In Context: Misogyny as a hate crime
The sentencing of Sarah Everard’s murderer in late September has reinvigorated demands for misogyny – the hatred of women - to be considered a hate crime, or as a standalone offence.
What is a hate crime?
A hate crime is a crime that is motivated by hostility or prejudice against the victim due to their race, religion, sexual orientation, transgender identity or disability – but not biological sex. A man attacking a woman, because she is a woman, is not currently a hate crime. However, attacking someone whose biological sex differs from their societal gender is considered a hate crime if the person was targeted because they are transgender.
Hate crimes span all categories of abuse – from verbal abuse, offensive jokes, graffiti and hoax calls, to bullying, intimidation, circulating discriminatory literature and physical violence.
Hate crimes are not a standalone offence – but when a crime falls into the category of a hate crime, judges have enhanced powers to increase the severity of the punishment.
Why is misogyny not considered a hate crime in Scots law?
In March, the Scottish Government passed its controversial Hate Crime Bill, amid strong opposition that said the bill would hamper free speech.
The bill introduced new offences of ‘stirring up hatred’, which previously only applied to race, and abolished the offence of blasphemy, which had not been prosecuted in Scotland for more than 175 years.

### EXCERPTED DATA
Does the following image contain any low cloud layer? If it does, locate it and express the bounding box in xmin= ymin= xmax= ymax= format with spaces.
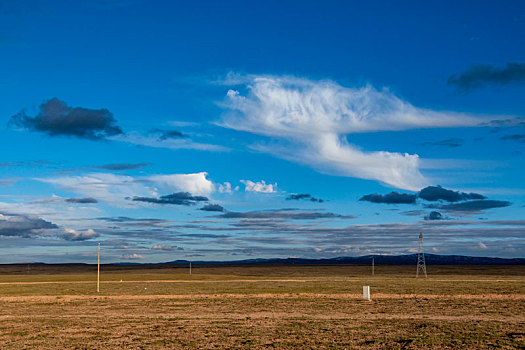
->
xmin=359 ymin=191 xmax=417 ymax=204
xmin=241 ymin=180 xmax=277 ymax=193
xmin=0 ymin=214 xmax=58 ymax=237
xmin=59 ymin=228 xmax=100 ymax=241
xmin=97 ymin=163 xmax=150 ymax=171
xmin=418 ymin=186 xmax=486 ymax=202
xmin=150 ymin=129 xmax=186 ymax=141
xmin=359 ymin=186 xmax=486 ymax=204
xmin=200 ymin=204 xmax=224 ymax=212
xmin=424 ymin=211 xmax=444 ymax=220
xmin=448 ymin=62 xmax=525 ymax=90
xmin=9 ymin=98 xmax=122 ymax=140
xmin=216 ymin=210 xmax=355 ymax=220
xmin=286 ymin=193 xmax=324 ymax=203
xmin=422 ymin=138 xmax=464 ymax=148
xmin=66 ymin=197 xmax=98 ymax=204
xmin=133 ymin=192 xmax=208 ymax=205
xmin=221 ymin=76 xmax=480 ymax=190
xmin=439 ymin=200 xmax=512 ymax=213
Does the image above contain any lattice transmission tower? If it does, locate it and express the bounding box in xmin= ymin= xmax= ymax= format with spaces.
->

### TASK TO CARRY OUT
Decide whether each statement below agrees with the article on misogyny as a hate crime. Answer yes or no for each, and quote the words from the article that settle it.
(a) A man attacking a woman because she is a woman is currently a hate crime.
(b) When a crime falls into the hate crime category, judges can make the punishment more severe.
(c) The Hate Crime Bill abolished the offence of blasphemy.

### SOLVED EXERCISE
(a) No: "A man attacking a woman, because she is a woman, is not currently a hate crime."
(b) Yes: "judges have enhanced powers to increase the severity of the punishment."
(c) Yes: "abolished the offence of blasphemy"